PASSAGE SOURCE:

_____

C’est dans cette atmosphère d’enthousiasme que les jeunes officiers reçurent le titre de promotion de la Croix du drapeau, et c’est à ce moment que l’un des Montmirail, Gaston Voizard, s’écria :

— Jurons que pour aller au feu nous serons en grande tenue, gants blancs et casoar au chapeau.

— Nous le jurons ! répondirent les cinq cents Montmirail.

—Nous le jurons ! crièrent à leur tour les cinq cents Croix du drapeau.

Terrible scène, trop française, toute pleine de l’innocence et de la bonne volonté admirable de ces jeunes gens, et toute pleine aussi de conséquences désastreuses.

Ils ont tenu leur vœu téméraire. Il n’est pas permis que je vous dise la proportion des morts. Les enfans charmans que je viens de vous citer ne sont plus. De quelle manière sont-ils tombés ?

_____

SECTION LISTE:
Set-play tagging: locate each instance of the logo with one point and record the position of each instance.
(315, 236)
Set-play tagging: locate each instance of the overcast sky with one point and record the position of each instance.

_____

TÂCHE DEMANDÉE 1:
Reproduisez le passage sur le serment des jeunes officiers en commençant par "C’est dans cette" et en allant jusqu'à "casoar au chapeau.".
TÂCHE DEMANDÉE 2:
Rédigez la suite du passage sur le serment des jeunes officiers, à partir de sa dernière phrase.
La liste n'est d'aucune utilité ici.

RÉSULTAT 1:
C’est dans cette atmosphère d’enthousiasme que les jeunes officiers reçurent le titre de promotion de la Croix du drapeau, et c’est à ce moment que l’un des Montmirail, Gaston Voizard, s’écria :

— Jurons que pour aller au feu nous serons en grande tenue, gants blancs et casoar au chapeau.

RÉSULTAT 2:
Tous n’eurent pas leurs témoins, mais tous tombèrent à la façon du lieutenant de Fayolle.

Le 22 août, Alain de Fayolle, de la promotion Croix du drapeau, est à Charleroi à la tête d’une section. Ses hommes hésitent. Le jeune sous-lieutenant a mis ses gants blancs. Mais il s’aperçoit qu’il a oublié son casoar. Il tire de sa sacoche le plumet blanc et rouge et il le pique à son shako.